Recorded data
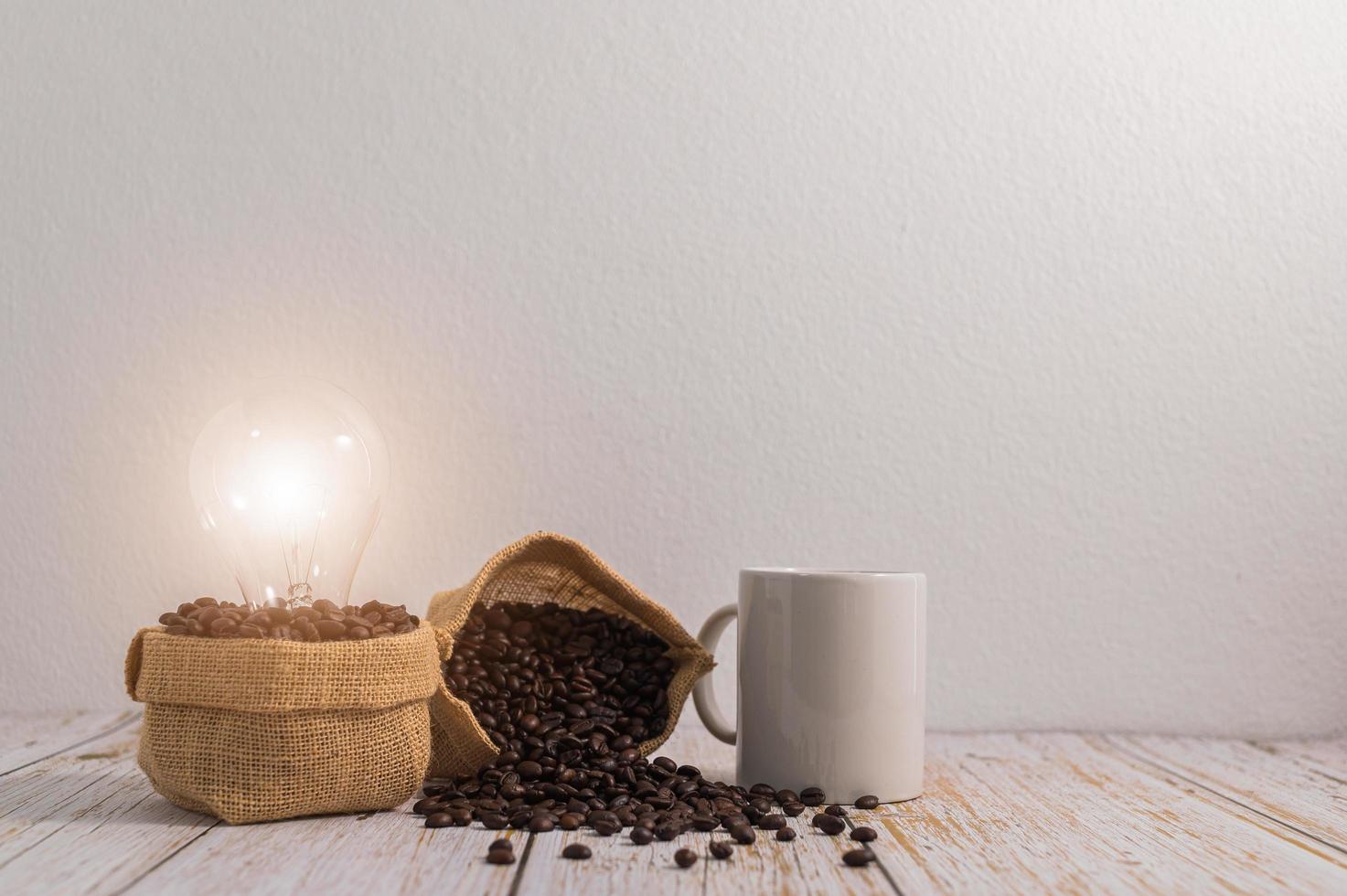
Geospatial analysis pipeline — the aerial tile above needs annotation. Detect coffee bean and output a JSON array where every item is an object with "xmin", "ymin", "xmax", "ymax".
[
  {"xmin": 159, "ymin": 597, "xmax": 416, "ymax": 641},
  {"xmin": 814, "ymin": 813, "xmax": 846, "ymax": 837},
  {"xmin": 800, "ymin": 787, "xmax": 827, "ymax": 807},
  {"xmin": 842, "ymin": 848, "xmax": 874, "ymax": 868},
  {"xmin": 208, "ymin": 608, "xmax": 239, "ymax": 637},
  {"xmin": 692, "ymin": 816, "xmax": 721, "ymax": 831}
]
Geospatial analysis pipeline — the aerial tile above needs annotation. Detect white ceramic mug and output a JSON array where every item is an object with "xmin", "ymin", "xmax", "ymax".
[{"xmin": 692, "ymin": 569, "xmax": 925, "ymax": 803}]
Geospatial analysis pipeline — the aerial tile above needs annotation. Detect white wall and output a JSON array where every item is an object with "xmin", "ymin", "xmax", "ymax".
[{"xmin": 0, "ymin": 0, "xmax": 1347, "ymax": 734}]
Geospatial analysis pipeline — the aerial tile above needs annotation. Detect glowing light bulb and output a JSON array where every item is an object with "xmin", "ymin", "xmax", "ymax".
[{"xmin": 190, "ymin": 378, "xmax": 388, "ymax": 606}]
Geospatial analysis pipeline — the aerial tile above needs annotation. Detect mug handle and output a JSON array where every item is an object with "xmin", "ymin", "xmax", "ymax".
[{"xmin": 692, "ymin": 603, "xmax": 740, "ymax": 743}]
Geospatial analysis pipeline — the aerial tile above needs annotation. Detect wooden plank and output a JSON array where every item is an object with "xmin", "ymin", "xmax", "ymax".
[
  {"xmin": 506, "ymin": 723, "xmax": 894, "ymax": 896},
  {"xmin": 129, "ymin": 800, "xmax": 524, "ymax": 893},
  {"xmin": 1248, "ymin": 737, "xmax": 1347, "ymax": 786},
  {"xmin": 0, "ymin": 709, "xmax": 140, "ymax": 776},
  {"xmin": 0, "ymin": 726, "xmax": 216, "ymax": 893},
  {"xmin": 1108, "ymin": 736, "xmax": 1347, "ymax": 854},
  {"xmin": 10, "ymin": 717, "xmax": 1347, "ymax": 896},
  {"xmin": 854, "ymin": 734, "xmax": 1347, "ymax": 896}
]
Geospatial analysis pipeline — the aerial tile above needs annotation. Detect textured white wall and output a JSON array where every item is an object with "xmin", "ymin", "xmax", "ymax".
[{"xmin": 0, "ymin": 0, "xmax": 1347, "ymax": 733}]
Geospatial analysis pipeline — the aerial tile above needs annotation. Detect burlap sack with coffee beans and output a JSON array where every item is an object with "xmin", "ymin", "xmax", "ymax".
[
  {"xmin": 126, "ymin": 623, "xmax": 444, "ymax": 825},
  {"xmin": 425, "ymin": 532, "xmax": 715, "ymax": 777}
]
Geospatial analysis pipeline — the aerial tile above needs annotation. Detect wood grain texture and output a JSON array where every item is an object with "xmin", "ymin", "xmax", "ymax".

### Aim:
Count the lines in the data above that contain the word "coffee". Give only the number.

### Correct result:
2